**WRITTEN EXERCISE:** How many lines of the listing contain the string "plant"? Reply with the number only.

# Start of RECORDS FOR THE TASK

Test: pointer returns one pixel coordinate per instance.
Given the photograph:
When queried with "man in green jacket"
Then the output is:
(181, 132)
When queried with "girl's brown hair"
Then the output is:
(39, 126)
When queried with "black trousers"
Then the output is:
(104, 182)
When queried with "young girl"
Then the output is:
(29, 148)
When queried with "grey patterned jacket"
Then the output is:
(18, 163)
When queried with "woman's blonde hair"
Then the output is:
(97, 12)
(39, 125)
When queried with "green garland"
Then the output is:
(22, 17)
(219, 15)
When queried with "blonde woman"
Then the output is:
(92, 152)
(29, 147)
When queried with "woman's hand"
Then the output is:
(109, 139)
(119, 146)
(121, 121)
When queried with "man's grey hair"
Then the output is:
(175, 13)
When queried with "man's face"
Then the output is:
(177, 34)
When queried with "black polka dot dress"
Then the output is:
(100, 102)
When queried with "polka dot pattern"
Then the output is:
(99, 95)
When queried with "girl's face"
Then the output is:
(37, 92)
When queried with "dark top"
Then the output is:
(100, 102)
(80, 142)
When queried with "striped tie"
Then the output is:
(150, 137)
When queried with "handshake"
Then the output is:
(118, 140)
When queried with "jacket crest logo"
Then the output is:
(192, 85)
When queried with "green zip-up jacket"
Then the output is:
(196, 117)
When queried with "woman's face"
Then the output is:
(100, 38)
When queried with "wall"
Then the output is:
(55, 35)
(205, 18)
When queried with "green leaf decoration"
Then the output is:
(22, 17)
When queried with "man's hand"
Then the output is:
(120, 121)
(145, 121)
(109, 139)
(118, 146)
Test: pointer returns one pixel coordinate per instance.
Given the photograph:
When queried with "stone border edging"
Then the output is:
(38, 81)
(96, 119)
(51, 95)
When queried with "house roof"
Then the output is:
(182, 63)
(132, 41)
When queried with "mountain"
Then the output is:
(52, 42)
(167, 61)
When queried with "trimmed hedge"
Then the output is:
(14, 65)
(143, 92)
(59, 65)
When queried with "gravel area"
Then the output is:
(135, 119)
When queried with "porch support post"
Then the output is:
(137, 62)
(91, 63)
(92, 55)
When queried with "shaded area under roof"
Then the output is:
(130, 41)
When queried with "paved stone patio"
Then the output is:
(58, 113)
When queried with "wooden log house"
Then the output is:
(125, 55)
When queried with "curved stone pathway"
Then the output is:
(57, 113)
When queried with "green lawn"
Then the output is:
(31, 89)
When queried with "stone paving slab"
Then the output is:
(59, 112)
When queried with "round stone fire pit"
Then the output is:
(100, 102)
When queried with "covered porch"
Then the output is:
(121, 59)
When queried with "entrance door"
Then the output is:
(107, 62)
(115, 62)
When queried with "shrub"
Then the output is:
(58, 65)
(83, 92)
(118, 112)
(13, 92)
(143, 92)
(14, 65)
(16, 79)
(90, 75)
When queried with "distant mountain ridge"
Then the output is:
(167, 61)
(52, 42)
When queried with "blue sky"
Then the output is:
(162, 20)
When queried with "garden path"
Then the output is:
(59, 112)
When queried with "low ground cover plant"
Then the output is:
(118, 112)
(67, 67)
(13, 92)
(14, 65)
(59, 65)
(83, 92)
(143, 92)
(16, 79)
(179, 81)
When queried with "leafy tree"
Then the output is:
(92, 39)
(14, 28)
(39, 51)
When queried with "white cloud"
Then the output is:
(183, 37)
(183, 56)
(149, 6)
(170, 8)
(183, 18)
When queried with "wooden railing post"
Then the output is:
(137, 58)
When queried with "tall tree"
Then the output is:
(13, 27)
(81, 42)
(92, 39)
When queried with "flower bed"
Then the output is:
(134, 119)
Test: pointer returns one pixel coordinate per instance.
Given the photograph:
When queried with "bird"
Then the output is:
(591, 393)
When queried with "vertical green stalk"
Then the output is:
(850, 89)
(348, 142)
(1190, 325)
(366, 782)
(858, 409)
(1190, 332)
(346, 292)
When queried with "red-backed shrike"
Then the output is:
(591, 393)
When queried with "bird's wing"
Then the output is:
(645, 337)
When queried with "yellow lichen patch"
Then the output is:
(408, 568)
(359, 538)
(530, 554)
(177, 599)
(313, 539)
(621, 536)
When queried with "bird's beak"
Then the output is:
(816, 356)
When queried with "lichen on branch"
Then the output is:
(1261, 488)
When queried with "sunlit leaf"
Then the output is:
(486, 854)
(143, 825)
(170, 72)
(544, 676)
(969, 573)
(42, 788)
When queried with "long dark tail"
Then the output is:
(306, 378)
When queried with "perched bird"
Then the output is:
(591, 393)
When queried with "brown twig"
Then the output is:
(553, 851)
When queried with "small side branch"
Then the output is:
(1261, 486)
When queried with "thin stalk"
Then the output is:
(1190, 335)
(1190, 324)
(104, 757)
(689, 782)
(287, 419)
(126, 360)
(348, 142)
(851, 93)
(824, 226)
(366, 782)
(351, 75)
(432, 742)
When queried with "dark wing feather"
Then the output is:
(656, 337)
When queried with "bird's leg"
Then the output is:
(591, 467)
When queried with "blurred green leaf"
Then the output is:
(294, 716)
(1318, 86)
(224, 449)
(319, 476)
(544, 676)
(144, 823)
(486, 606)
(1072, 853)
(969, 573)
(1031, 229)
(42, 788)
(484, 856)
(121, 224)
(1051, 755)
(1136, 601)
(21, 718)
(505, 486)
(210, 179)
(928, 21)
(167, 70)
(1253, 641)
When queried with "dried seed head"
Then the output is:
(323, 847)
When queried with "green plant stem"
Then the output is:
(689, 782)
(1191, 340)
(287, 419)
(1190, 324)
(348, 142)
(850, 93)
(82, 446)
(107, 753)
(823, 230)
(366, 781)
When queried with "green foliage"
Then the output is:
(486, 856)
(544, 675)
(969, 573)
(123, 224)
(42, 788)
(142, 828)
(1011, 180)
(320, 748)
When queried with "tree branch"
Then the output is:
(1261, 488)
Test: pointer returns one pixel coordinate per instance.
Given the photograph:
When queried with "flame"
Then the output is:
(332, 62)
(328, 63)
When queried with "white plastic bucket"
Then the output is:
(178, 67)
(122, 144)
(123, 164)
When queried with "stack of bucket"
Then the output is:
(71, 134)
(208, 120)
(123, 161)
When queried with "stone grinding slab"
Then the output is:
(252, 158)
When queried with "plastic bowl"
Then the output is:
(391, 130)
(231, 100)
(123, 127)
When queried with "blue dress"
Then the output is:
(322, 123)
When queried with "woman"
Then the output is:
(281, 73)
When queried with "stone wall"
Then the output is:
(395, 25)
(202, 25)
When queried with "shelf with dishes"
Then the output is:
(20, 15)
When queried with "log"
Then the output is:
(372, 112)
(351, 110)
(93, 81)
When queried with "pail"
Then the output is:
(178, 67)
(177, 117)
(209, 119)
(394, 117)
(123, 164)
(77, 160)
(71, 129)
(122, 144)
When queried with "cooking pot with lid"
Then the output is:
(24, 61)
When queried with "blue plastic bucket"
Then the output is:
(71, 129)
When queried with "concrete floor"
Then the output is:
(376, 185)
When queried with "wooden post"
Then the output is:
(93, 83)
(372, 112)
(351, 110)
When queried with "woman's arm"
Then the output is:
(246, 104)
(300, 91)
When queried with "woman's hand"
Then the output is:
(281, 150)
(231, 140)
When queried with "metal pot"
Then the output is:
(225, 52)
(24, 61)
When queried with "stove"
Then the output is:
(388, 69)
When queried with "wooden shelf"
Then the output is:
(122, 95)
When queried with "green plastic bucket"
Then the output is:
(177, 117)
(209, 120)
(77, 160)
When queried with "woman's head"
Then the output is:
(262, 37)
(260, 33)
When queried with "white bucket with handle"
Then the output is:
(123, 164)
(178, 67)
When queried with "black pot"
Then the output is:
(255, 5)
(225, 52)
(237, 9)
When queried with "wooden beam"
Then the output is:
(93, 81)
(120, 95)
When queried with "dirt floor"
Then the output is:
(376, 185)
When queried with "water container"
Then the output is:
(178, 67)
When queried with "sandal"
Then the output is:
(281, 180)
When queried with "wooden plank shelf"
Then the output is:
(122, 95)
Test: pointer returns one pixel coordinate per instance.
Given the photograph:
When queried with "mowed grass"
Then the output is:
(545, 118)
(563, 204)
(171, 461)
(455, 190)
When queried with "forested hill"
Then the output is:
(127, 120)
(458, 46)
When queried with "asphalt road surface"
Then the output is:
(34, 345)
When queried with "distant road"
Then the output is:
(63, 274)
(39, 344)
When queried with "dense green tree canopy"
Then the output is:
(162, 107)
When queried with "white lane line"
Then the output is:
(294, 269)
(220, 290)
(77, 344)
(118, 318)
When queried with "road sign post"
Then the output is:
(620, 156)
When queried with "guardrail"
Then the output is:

# End of RECORDS FOR THE TASK

**RESULT FOR THIS EXERCISE:** 2